> To be done:
Starting with the line that contains "Reviewer note. Confirm that each instance of the bright" and continuing through the last line of the material below, render those lines as a numbered list, omitting any blank lines.

> Task data:

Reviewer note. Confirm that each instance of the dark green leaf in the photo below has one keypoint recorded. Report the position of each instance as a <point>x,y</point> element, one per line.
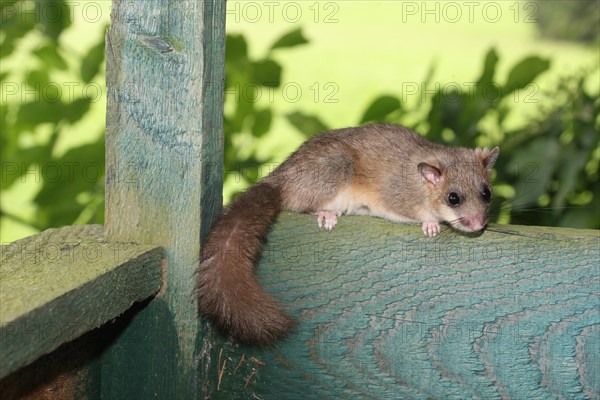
<point>262,122</point>
<point>38,79</point>
<point>380,108</point>
<point>307,124</point>
<point>290,39</point>
<point>37,112</point>
<point>489,69</point>
<point>76,110</point>
<point>524,73</point>
<point>236,48</point>
<point>80,170</point>
<point>267,73</point>
<point>91,63</point>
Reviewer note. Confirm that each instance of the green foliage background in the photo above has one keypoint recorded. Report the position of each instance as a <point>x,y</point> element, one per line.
<point>547,174</point>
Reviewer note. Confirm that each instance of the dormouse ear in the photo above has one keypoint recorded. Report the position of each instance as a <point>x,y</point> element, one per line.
<point>430,173</point>
<point>488,157</point>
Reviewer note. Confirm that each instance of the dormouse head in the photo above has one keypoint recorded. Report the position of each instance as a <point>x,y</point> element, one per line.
<point>460,184</point>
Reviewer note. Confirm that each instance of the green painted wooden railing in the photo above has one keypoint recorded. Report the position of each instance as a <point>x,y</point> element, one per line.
<point>383,312</point>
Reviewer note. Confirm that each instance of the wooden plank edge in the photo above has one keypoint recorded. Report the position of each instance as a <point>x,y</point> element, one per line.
<point>81,310</point>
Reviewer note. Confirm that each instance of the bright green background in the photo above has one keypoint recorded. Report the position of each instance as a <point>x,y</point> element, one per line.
<point>356,51</point>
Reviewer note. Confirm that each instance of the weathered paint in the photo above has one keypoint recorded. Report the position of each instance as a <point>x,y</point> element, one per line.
<point>164,165</point>
<point>62,283</point>
<point>386,313</point>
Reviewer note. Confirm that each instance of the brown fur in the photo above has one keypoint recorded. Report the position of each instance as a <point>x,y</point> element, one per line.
<point>369,170</point>
<point>227,288</point>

> Solution:
1. Reviewer note. Confirm that each instance of the bright green background in the photo above has one keypoint recorded. Report the position of each instance as a <point>x,y</point> element, one per line.
2. <point>356,51</point>
3. Reviewer note. Confirm that each instance of the weathered paint in the photo above has one keypoint recorded. Report the position of each instance as a <point>x,y</point> element, one per line.
4. <point>164,165</point>
5. <point>62,283</point>
6. <point>386,313</point>
7. Reviewer note. Confirm that each instance of the brown fur in the photo above has one keypoint recorded. Report the position of each instance as a <point>x,y</point> element, one per line.
8. <point>369,170</point>
9. <point>227,288</point>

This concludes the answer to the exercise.